■ Passage shown:
+++++
I still like the movie. Perhaps it is a guilty pleasure of mine?
@Aaron: I think people tend to forget things over time. It makes sense that they would not recognize Marty of 1955 in their son.
I have always thought that if Lorraine and George go ahead and name their kid Marty (after all it is the name of the guy who helped them meet) there would ultimately be some point as he grew up that they would start to realize that their son looks exactly like a guy that they once knew and was a really important person in their lives as a couple.
Something, not Sometime…yesh!
Sometime I’ve always wondered. If George prevented the rape in the altered (Lone Pine Mall) time line did he fail to do so in the original Twin Pines Mall time line?
Here’s another one : Why didn’t the Doc die when he was plugging the cables and the lightning threw him to the floor ?
I just now listened to Chris’s appearance on Comedy And Everything Else and came over here to read this article, which is great and I mostly agree with. My only quibble is that it is 100% possible to connect a 1955 television to a 1985 video camera.
+++++
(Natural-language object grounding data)
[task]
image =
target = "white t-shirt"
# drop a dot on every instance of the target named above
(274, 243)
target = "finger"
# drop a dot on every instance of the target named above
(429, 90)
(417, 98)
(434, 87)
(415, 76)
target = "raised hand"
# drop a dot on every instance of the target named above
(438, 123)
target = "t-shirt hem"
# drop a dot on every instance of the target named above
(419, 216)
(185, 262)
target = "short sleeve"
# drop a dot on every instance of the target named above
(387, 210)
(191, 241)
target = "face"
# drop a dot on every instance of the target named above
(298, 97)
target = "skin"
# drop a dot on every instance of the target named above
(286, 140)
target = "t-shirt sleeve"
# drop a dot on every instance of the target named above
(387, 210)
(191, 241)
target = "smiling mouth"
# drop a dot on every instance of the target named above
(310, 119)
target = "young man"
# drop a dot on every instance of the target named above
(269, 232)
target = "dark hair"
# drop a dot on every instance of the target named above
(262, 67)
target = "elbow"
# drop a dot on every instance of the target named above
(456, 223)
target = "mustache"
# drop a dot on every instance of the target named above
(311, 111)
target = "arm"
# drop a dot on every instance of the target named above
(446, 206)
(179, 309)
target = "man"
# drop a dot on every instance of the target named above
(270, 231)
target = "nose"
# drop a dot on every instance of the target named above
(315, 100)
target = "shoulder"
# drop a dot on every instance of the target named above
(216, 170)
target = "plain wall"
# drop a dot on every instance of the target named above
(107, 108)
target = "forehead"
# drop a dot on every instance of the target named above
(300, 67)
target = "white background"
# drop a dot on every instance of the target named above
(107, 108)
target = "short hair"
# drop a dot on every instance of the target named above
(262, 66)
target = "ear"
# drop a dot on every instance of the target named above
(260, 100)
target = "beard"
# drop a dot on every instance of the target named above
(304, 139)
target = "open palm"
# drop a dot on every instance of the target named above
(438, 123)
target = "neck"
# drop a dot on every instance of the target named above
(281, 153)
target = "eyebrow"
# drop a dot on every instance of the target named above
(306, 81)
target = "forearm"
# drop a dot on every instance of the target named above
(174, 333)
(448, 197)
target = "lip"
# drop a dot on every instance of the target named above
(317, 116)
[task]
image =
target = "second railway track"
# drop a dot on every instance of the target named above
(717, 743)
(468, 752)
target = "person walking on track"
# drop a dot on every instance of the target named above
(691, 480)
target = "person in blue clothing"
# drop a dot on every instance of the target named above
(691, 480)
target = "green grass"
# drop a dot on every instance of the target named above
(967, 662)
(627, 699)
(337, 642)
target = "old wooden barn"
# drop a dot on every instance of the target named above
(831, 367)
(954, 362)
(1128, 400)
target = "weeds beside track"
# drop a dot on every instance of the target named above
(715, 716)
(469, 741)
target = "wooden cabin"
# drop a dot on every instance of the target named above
+++++
■ Task directions: From the reader comments about the movie above the listing, copy the stretch from "I still like" through "Something, not Sometime…yesh!".

■ Answer to this problem:
I still like the movie. Perhaps it is a guilty pleasure of mine?
@Aaron: I think people tend to forget things over time. It makes sense that they would not recognize Marty of 1955 in their son.
I have always thought that if Lorraine and George go ahead and name their kid Marty (after all it is the name of the guy who helped them meet) there would ultimately be some point as he grew up that they would start to realize that their son looks exactly like a guy that they once knew and was a really important person in their lives as a couple.
Something, not Sometime…yesh!